■ TASK ITEM:
The records that follow are to be repeated exactly, without any pictures.
BEGIN DATA FOR THIS TASK
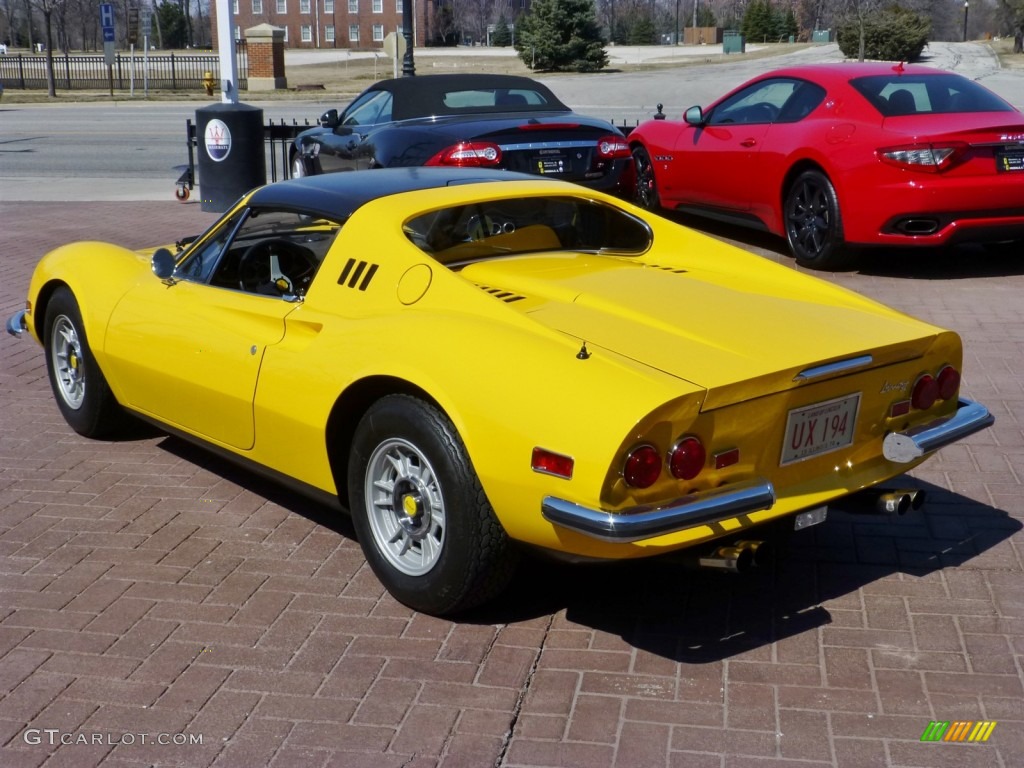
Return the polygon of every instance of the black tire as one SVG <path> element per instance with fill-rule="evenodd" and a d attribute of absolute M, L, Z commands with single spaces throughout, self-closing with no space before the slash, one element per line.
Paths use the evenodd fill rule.
<path fill-rule="evenodd" d="M 840 269 L 850 260 L 843 218 L 832 182 L 821 171 L 804 171 L 786 192 L 786 241 L 796 261 L 810 269 Z"/>
<path fill-rule="evenodd" d="M 648 211 L 660 210 L 661 198 L 658 196 L 658 183 L 654 178 L 654 164 L 643 147 L 633 148 L 633 168 L 636 172 L 633 202 Z"/>
<path fill-rule="evenodd" d="M 57 407 L 75 432 L 105 437 L 124 426 L 124 411 L 93 358 L 82 313 L 68 288 L 54 291 L 46 306 L 43 347 Z"/>
<path fill-rule="evenodd" d="M 356 427 L 349 508 L 366 560 L 396 599 L 433 615 L 497 595 L 515 571 L 509 540 L 451 421 L 407 395 Z"/>
<path fill-rule="evenodd" d="M 320 168 L 320 160 L 314 158 L 312 161 L 301 156 L 294 148 L 289 157 L 288 178 L 301 179 L 306 176 L 319 176 L 323 173 Z"/>

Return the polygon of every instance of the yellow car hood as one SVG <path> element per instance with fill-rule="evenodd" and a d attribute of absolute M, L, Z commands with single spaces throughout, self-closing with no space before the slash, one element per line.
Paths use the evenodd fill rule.
<path fill-rule="evenodd" d="M 822 363 L 863 354 L 872 367 L 912 359 L 940 332 L 769 266 L 774 271 L 737 276 L 574 255 L 482 262 L 462 274 L 517 297 L 511 306 L 592 352 L 606 348 L 706 389 L 704 409 L 793 388 L 797 374 Z"/>

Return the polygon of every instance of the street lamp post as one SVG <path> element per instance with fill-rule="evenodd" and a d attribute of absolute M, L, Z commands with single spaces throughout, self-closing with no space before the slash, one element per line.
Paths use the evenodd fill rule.
<path fill-rule="evenodd" d="M 412 56 L 412 3 L 413 0 L 402 0 L 402 37 L 405 38 L 402 77 L 412 77 L 416 74 L 416 62 Z"/>
<path fill-rule="evenodd" d="M 964 42 L 967 42 L 967 11 L 970 0 L 964 0 Z"/>

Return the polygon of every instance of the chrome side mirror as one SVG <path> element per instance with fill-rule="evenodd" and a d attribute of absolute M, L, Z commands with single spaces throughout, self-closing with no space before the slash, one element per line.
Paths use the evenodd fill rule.
<path fill-rule="evenodd" d="M 168 249 L 157 248 L 153 253 L 151 266 L 154 275 L 161 280 L 170 280 L 174 276 L 174 267 L 177 266 L 177 260 Z"/>
<path fill-rule="evenodd" d="M 687 125 L 704 125 L 704 110 L 700 107 L 690 107 L 683 113 L 683 120 L 686 121 Z"/>

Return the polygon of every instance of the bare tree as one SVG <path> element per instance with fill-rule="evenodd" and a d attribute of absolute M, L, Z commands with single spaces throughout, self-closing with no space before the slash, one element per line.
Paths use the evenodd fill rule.
<path fill-rule="evenodd" d="M 43 28 L 46 33 L 46 91 L 51 96 L 57 95 L 56 79 L 53 74 L 53 13 L 62 6 L 65 0 L 27 0 L 29 6 L 43 15 Z M 29 25 L 31 29 L 31 24 Z"/>

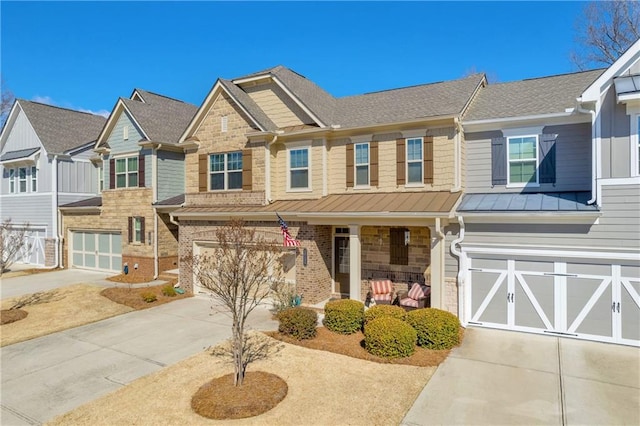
END DATA FOR THIS TASK
■ YOUR RESPONSE:
Return the polygon of every instance of the black tire as one SVG <path> element per instance with fill-rule="evenodd" and a d attribute of absolute M, L, Z commands with single spaces throughout, self-closing with no space before the slash, one element per line.
Paths use the evenodd fill rule.
<path fill-rule="evenodd" d="M 840 269 L 850 260 L 843 218 L 832 182 L 821 171 L 804 171 L 786 192 L 786 241 L 796 261 L 810 269 Z"/>
<path fill-rule="evenodd" d="M 648 211 L 660 210 L 661 198 L 658 196 L 658 183 L 654 178 L 654 164 L 643 147 L 633 148 L 633 168 L 636 172 L 633 202 Z"/>
<path fill-rule="evenodd" d="M 57 407 L 75 432 L 105 437 L 124 426 L 124 411 L 93 358 L 82 313 L 68 288 L 54 291 L 46 306 L 43 347 Z"/>
<path fill-rule="evenodd" d="M 356 427 L 349 508 L 366 560 L 396 599 L 433 615 L 497 595 L 515 571 L 509 540 L 451 421 L 407 395 Z"/>
<path fill-rule="evenodd" d="M 320 168 L 320 160 L 314 158 L 312 161 L 301 156 L 294 148 L 289 157 L 288 178 L 301 179 L 306 176 L 319 176 L 323 173 Z"/>

Return the polygon of every instance of the yellow car hood as one SVG <path> element per instance with fill-rule="evenodd" and a d attribute of absolute M, L, Z commands with single spaces throughout, self-closing with no space before the slash, one element per line.
Paths use the evenodd fill rule.
<path fill-rule="evenodd" d="M 822 363 L 863 354 L 872 367 L 912 359 L 940 332 L 769 266 L 774 271 L 737 276 L 574 255 L 482 262 L 462 274 L 517 297 L 511 306 L 592 352 L 606 348 L 706 389 L 704 409 L 793 388 L 797 374 Z"/>

Return the polygon of every instance of the street lamp post as one SVG <path> element per instance with fill-rule="evenodd" and a d attribute of absolute M, L, Z commands with single spaces throughout, self-closing with no space before the slash, one element per line.
Paths use the evenodd fill rule.
<path fill-rule="evenodd" d="M 412 56 L 412 3 L 413 0 L 402 0 L 402 37 L 405 38 L 402 77 L 412 77 L 416 74 L 416 62 Z"/>
<path fill-rule="evenodd" d="M 964 42 L 967 42 L 967 11 L 970 0 L 964 0 Z"/>

Return the polygon of every instance of the chrome side mirror as one SVG <path> element per instance with fill-rule="evenodd" and a d attribute of absolute M, L, Z commands with single spaces throughout, self-closing with no space before the slash, one element per line.
Paths use the evenodd fill rule.
<path fill-rule="evenodd" d="M 168 249 L 157 248 L 153 253 L 151 266 L 154 275 L 161 280 L 170 280 L 174 276 L 174 267 L 177 266 L 177 260 Z"/>
<path fill-rule="evenodd" d="M 687 125 L 704 125 L 704 110 L 700 107 L 690 107 L 683 113 L 683 120 L 686 121 Z"/>

Return the polygon of every instance of the bare tree as one SVG <path> element per instance with fill-rule="evenodd" and a d attribute of absolute M, L, Z commands with single spaces throughout, self-closing with no space before the slash, one element per line.
Paths use the evenodd fill rule.
<path fill-rule="evenodd" d="M 43 28 L 46 33 L 46 91 L 51 96 L 57 95 L 56 79 L 53 74 L 53 13 L 62 6 L 65 0 L 27 0 L 29 6 L 43 15 Z M 29 25 L 31 29 L 31 24 Z"/>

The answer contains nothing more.